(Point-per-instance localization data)
★ ★ ★

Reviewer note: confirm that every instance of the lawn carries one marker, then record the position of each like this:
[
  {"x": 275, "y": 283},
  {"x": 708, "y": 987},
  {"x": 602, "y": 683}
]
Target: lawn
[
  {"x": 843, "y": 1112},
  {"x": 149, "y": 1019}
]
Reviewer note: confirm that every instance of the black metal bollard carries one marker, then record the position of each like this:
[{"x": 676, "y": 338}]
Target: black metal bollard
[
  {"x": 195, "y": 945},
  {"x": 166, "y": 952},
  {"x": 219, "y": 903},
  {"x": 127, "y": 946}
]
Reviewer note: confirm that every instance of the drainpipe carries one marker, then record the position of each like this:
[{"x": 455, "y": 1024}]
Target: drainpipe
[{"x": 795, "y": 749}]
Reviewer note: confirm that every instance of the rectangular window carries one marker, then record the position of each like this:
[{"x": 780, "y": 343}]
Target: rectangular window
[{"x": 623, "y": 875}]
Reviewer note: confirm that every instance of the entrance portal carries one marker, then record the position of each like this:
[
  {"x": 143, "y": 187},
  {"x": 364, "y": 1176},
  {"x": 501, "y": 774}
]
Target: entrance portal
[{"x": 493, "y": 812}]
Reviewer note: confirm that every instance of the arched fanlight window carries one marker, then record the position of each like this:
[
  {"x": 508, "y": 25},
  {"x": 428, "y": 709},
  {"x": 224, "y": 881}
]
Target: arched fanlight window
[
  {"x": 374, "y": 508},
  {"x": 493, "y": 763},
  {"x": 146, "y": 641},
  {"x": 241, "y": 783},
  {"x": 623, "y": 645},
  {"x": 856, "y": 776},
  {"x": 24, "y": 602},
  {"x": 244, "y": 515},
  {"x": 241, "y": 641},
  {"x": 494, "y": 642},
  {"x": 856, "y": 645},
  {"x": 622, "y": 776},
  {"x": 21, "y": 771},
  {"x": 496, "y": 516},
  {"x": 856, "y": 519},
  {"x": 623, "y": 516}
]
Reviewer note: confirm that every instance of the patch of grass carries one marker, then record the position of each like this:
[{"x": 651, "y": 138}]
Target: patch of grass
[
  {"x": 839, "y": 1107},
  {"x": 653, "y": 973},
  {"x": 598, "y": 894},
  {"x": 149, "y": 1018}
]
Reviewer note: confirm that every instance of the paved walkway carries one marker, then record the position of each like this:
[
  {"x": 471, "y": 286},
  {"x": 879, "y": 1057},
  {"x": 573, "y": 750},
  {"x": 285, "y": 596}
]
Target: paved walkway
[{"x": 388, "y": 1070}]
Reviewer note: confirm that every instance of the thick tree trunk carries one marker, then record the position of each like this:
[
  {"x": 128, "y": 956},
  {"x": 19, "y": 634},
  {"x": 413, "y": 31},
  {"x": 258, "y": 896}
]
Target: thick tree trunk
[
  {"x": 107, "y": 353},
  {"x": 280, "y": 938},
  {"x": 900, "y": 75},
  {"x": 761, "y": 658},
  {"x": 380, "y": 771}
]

★ ★ ★

Problem to work on: Wherever the string "position" appears in the entries above, return the line it appears on.

Reply to the task:
Reviewer note: confirm that every instance of the lawn carries one marker, then record the position of each like this:
Reviewer note: confirm that every instance of the black metal bollard carries one marker, then record the position of each like this:
Reviewer note: confirm that every instance of the drainpipe carries one marker, then record the position of each like this:
Reviewer note: confirm that every instance of the rectangular window carries one marker, then record the position of each like this:
Reviewer note: confirm that every instance of the entrance portal carries one marker, then record the position of each like this:
Reviewer note: confirm that every instance of the arched fanlight window carries one marker, then record the position of each like this:
Reviewer note: confirm that every instance of the patch of grass carries one marker, then record the position of each like this:
Reviewer note: confirm that every instance of the paved walkway carries one marker, then record the position of each like this:
Reviewer note: confirm that every instance of the thick tree trunk carries one marker, then record the position of each like this:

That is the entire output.